Contextually relevant insights to reduce the cognitive burden of diabetes decision-making
To bring its new solution to market rapidly, Medtronic worked with the IBM Analytics and IBM Watson Health teams to develop Sugar.IQ With Watson, a cognitive mobile personal assistant app that aims to provide real-time actionable glucose insights and predictions for individuals with diabetes, helping to make daily diabetes management easier.
Neemuchwala says: “Without the right monitoring tools, people with diabetes are left in the dark. They struggle to reduce glucose variability because glucose levels depend on so many factors – medication and insulin intake, meal content, size and timing, activity type and intensity, sleep, stress, weather and location among other factors. They can’t always predict when they are heading towards a low glucose episode. The aim of Sugar.IQ With Watson, is to shine a light on these factors, helping them see their glucose in a contextually relevant setting.

■ INSTRUCTIONS ■
[a] From the Sugar.IQ passage, extract the stretch that begins at the words "Contextually relevant insights" and stops after "diabetes management easier.", copying it word for word.
[b] Continue the Sugar.IQ passage, picking up right after its final sentence.

■ DATASET EXTRACT ■
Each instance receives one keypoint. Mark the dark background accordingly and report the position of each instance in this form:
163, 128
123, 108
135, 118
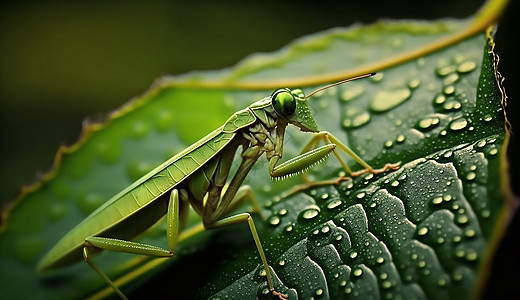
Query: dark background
61, 61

■ RESULTS OF THE EXERCISE ■
[a]
Contextually relevant insights to reduce the cognitive burden of diabetes decision-making
To bring its new solution to market rapidly, Medtronic worked with the IBM Analytics and IBM Watson Health teams to develop Sugar.IQ With Watson, a cognitive mobile personal assistant app that aims to provide real-time actionable glucose insights and predictions for individuals with diabetes, helping to make daily diabetes management easier.

[b]
“But it’s not just about enlightening people about their current glucose status – we are also working on using IBM cognitive analytics to personalize these insights, based on each individual’s behavior patterns and the history of their glucose levels.
“For example, we’re designing the solution so that it should be able to process the factors that affect each individual’s personal glucose levels – food, sleep, stress, and so on. The aim is that the app could coach them by helping make smarter glucose-related decisions, for example by avoiding foods or habits that tend to cause problems for them, so that they can live their lives to the fullest.”
Amit Singh, IT Director of Digital Platforms at Medtronic, continues: “Before we started the development of Sugar.IQ With Watson, we correlated anonymized data from users’ insulin pumps and glucose monitors with their history of hypoglycemic episodes. Based on this research dataset, the team has been able to build predictive models that are capable of predicting hypoglycemia within a two to three-hour window, with 85 to 89 percent accuracy within the model [with accuracy as measured by Area Under the Curve (AUC)].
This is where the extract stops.